» **Records for the exercise**
--- START ---
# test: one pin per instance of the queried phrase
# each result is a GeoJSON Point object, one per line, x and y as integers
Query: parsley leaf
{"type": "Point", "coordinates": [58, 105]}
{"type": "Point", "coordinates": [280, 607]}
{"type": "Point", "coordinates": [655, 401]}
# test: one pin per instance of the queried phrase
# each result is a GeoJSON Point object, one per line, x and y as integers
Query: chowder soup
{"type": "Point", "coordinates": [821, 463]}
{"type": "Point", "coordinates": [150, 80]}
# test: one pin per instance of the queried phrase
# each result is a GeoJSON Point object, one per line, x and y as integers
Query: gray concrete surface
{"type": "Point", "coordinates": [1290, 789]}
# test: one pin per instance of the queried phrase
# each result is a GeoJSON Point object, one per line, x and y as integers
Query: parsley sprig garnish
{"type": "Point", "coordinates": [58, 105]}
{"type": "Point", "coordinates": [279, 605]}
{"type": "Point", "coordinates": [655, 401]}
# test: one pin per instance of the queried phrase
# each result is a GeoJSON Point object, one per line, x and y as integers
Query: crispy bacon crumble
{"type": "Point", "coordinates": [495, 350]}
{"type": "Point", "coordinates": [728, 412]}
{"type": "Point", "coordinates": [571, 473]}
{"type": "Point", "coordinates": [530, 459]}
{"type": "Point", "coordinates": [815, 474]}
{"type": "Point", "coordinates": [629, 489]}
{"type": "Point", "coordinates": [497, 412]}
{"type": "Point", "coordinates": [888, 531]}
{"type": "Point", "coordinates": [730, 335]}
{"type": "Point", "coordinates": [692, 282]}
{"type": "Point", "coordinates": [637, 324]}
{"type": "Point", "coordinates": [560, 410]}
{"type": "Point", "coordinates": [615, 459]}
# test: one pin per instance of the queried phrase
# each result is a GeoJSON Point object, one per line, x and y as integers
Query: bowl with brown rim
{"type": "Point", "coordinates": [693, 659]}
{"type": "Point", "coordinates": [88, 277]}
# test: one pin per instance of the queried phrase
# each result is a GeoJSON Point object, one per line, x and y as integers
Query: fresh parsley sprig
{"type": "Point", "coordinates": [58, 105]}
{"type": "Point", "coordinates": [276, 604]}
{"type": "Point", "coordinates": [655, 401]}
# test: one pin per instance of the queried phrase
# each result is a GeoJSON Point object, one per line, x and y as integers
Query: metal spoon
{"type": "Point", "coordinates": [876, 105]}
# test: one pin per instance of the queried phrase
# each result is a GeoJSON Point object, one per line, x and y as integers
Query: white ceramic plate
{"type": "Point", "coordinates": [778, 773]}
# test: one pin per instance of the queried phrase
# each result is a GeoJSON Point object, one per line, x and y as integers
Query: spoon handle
--- END ---
» **Goal of the exercise**
Only these are to be transcribed: the line with "Query: metal spoon" and every line after it through the last line of the entries, each exactly.

» **Written response**
Query: metal spoon
{"type": "Point", "coordinates": [876, 105]}
# test: one pin per instance of the queried phrase
# each result is a GeoJSON Point object, one per line, x and y as integers
Query: white ceramic plate
{"type": "Point", "coordinates": [778, 773]}
# test: one pin per instance of the queried phrase
# each result is a GeoJSON Point object, one per line, x and y as integers
Query: spoon handle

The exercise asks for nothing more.